>> start READING TEXT
Edmund Burke (Photo credit: Wikipedia)

Burke was certainly not, however, a de facto advocate of democratic revolution. He famously came out in opposition of the French Revolution by the end of 1790 with the publication of Reflections on the Revolution in France, which set off a now famous public debate in England about the legitimacy of the overthrow of the French aristocracy. Among the responses elicited by Burke’s Reflections: Mary Wollstonecraft’s A Vindication of the Rights of Men (1790) and Thomas Paine’s the Rights of Man (1791). Previously to “Conciliation with the Colonies” Burke had established a reputation for pro-American sensibilities: in the early 1770s he lobbied for reductions to the power of the King, and in April of 1774 he spoke to Parliament in favor of repealing the tea-duty on the colonies. Still, he was a staunch skeptic about the virtues of representative democracy.Even in the famous “Conciliation with the Colonies” Burke makes plain that his opposition to Britain tightening its grasp on the American colonies had mainly to do with the fact that he saw the exercise of military force as the least effective means of keeping America, an “object worth fighting for, […] in a profitable and subordinate connexion with [Britain].” At least where Melville was concerned, his praise of Burke had less to do with the statesman’s views on America’s political future than it did with his remarks on one industry in which America had undeniably distinguished itself as a world leader: whaling.
>> end READING TEXT
>> start RECORDS PROVIDED
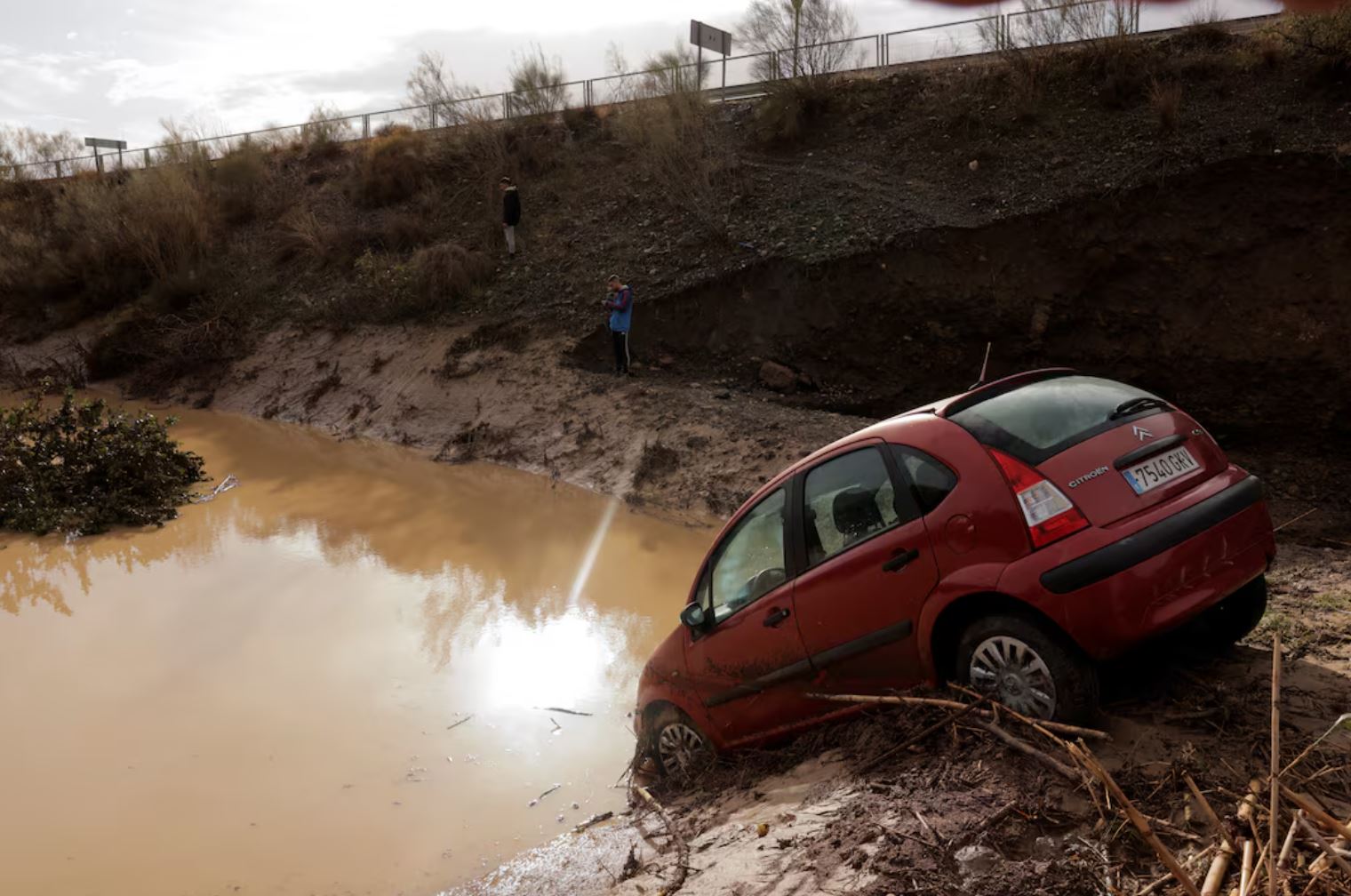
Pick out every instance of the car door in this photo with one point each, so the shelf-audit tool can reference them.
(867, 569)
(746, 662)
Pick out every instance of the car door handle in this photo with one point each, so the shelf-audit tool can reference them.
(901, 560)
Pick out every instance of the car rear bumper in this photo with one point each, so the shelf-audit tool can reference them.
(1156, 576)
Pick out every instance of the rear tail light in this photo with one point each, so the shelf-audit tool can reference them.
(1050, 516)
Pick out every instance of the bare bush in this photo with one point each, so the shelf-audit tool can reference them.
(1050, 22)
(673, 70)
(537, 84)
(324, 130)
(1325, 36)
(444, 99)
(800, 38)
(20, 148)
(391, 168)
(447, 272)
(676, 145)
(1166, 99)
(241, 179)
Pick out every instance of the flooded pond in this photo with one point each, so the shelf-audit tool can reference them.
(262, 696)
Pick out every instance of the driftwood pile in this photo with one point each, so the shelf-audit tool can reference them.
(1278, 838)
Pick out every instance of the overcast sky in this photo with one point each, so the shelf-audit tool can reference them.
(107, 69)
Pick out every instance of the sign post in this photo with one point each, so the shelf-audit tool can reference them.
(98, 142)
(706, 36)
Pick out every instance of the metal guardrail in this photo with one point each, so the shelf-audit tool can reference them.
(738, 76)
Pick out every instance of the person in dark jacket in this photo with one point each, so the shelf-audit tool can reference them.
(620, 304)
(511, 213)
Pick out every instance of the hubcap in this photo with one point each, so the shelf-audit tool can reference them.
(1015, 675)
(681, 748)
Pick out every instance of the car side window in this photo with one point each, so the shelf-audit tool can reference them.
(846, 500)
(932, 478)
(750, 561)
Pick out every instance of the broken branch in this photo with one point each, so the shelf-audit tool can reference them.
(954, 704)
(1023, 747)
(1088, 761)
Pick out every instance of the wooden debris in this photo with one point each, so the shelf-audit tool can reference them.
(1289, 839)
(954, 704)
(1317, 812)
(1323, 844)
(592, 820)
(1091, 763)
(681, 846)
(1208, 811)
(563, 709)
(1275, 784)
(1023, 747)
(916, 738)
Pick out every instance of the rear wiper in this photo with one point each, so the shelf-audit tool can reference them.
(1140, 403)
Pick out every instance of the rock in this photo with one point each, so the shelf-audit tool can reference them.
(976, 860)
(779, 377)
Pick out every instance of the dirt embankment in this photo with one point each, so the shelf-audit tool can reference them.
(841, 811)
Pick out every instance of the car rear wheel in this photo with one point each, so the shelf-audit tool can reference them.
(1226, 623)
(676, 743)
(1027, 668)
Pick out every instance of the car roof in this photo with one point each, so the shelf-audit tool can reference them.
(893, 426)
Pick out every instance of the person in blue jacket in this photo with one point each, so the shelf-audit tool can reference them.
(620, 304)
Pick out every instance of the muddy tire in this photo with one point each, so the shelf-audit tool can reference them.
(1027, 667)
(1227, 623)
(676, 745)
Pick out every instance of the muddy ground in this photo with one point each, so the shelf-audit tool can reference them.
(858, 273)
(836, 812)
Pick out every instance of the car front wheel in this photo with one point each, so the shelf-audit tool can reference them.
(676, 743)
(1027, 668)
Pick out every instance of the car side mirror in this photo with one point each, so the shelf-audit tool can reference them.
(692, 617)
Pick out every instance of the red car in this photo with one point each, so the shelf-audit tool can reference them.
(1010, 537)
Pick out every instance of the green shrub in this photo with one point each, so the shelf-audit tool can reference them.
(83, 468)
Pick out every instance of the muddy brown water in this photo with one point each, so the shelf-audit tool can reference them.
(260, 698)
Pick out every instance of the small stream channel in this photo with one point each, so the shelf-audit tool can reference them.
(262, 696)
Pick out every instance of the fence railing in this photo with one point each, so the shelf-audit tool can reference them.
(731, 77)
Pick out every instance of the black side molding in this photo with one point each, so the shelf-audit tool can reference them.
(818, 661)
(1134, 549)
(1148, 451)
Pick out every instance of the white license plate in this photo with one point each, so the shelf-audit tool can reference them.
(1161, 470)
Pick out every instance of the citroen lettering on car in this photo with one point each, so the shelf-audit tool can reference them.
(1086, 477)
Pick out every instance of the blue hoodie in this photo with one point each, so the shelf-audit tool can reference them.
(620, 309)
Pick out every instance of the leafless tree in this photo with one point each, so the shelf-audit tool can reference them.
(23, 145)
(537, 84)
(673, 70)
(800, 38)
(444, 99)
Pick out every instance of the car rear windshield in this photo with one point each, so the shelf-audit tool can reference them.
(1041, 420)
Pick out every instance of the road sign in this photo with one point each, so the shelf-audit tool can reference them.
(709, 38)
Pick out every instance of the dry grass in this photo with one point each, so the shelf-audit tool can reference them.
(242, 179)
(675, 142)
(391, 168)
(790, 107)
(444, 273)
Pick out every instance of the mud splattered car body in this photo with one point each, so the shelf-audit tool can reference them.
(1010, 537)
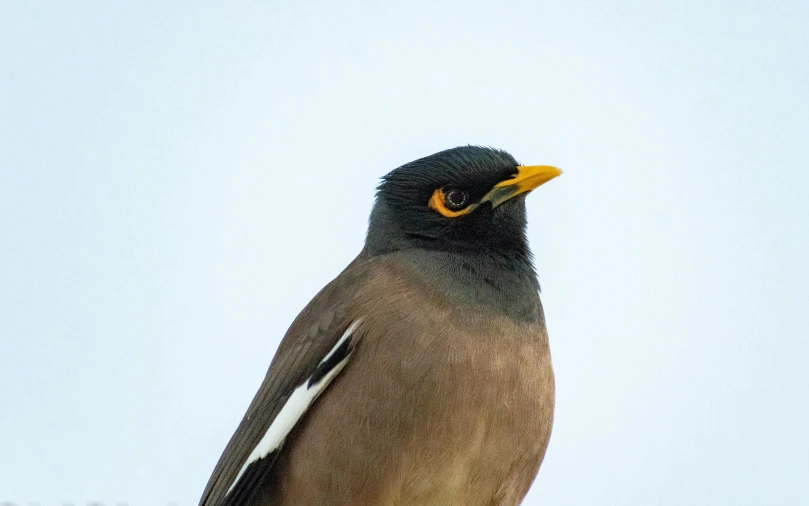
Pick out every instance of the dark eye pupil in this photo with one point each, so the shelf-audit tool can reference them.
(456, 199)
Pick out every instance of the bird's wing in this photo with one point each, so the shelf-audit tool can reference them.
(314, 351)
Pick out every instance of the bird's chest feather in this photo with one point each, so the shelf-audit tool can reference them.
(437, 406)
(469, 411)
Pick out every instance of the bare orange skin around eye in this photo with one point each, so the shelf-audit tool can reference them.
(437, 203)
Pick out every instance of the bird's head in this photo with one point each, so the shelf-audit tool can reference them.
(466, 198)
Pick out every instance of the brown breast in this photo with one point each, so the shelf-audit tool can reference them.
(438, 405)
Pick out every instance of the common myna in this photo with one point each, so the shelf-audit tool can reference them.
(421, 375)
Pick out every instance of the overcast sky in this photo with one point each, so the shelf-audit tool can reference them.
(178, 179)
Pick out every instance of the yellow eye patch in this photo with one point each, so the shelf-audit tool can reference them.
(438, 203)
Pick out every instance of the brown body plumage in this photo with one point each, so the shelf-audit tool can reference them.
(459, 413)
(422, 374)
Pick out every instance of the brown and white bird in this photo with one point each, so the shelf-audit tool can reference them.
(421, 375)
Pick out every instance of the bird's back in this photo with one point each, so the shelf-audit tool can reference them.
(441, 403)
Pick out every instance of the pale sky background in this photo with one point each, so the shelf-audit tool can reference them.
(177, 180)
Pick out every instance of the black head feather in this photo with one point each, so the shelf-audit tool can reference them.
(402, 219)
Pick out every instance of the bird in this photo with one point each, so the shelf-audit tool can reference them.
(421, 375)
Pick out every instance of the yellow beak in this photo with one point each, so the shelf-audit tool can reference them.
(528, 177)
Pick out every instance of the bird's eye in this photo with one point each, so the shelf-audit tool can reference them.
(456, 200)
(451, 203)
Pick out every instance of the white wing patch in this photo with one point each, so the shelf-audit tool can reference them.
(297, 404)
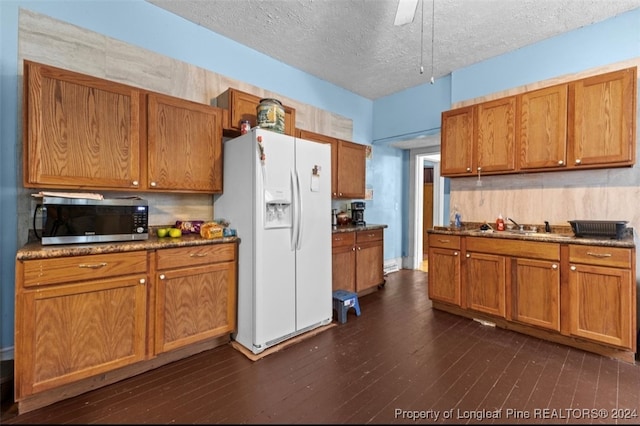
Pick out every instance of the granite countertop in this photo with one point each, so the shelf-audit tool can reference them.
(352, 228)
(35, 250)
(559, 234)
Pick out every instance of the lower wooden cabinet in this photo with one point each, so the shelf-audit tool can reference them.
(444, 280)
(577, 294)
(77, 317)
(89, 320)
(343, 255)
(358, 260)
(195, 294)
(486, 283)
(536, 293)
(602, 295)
>> end RECORDS PROVIDED
>> start RECORDS PROVIDED
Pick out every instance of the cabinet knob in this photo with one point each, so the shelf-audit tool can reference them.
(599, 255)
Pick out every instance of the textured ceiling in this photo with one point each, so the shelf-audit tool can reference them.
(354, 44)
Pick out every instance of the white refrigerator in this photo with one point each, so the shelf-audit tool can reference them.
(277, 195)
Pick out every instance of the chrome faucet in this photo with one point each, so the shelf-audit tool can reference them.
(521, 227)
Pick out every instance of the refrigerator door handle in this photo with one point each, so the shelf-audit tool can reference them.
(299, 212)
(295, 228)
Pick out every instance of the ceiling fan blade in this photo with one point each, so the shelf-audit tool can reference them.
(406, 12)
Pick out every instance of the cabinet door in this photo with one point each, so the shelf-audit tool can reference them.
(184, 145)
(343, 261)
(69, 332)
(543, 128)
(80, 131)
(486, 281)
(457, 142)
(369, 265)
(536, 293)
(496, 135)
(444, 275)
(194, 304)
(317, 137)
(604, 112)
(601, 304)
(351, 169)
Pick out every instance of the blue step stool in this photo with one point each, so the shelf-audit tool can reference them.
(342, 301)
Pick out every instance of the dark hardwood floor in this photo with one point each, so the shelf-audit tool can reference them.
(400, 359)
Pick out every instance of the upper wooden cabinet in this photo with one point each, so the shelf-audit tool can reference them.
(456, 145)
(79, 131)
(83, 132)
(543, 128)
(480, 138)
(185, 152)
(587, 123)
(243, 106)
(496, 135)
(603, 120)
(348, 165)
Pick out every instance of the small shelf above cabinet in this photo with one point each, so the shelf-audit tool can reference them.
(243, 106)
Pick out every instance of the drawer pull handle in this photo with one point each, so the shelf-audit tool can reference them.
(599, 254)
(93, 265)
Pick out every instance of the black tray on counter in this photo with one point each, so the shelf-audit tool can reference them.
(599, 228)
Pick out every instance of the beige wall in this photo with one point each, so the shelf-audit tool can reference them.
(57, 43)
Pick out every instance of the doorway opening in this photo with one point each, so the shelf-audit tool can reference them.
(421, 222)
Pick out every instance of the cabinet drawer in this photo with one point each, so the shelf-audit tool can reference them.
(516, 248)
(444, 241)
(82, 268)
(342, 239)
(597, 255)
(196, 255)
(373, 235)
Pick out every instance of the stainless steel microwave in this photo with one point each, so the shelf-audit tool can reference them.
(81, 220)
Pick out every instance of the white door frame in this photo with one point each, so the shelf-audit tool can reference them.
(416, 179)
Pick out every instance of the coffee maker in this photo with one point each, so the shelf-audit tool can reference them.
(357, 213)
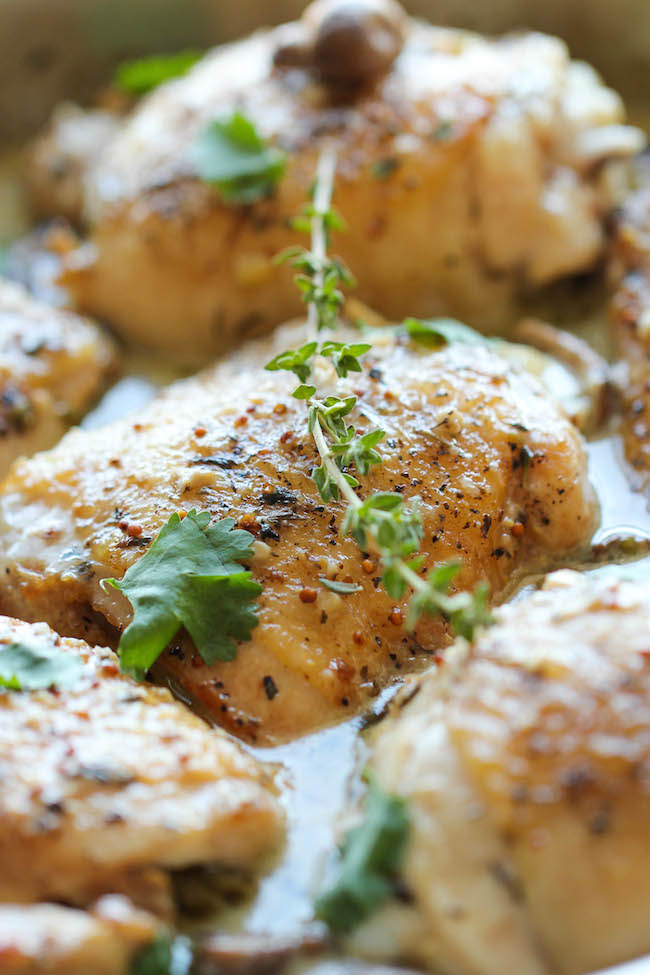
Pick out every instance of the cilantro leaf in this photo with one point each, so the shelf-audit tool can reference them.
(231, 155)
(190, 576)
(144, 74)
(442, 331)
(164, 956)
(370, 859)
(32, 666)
>> end RECORDS PROVIDED
§ **LIST OF TASKS**
1 > According to the passage on Edmund Burke, in what month and year did Burke speak to Parliament in favor of repealing the tea-duty on the colonies?
2 > Decide whether each statement agrees with the passage on Edmund Burke. For each, answer yes or no and quote the deciding words. (a) Thomas Paine was among those who responded to Burke's Reflections. (b) Burke was an enthusiastic supporter of representative democracy. (c) Burke considered military force the most effective means of keeping America connected to Britain.

§ **SOLUTION SET**
1 > April of 1774.

2 >
(a) Yes: "Among the responses elicited by Burke’s Reflections: Mary Wollstonecraft’s A Vindication of the Rights of Men (1790) and Thomas Paine’s the Rights of Man (1791)."
(b) No: "he was a staunch skeptic about the virtues of representative democracy."
(c) No: "he saw the exercise of military force as the least effective means of keeping America."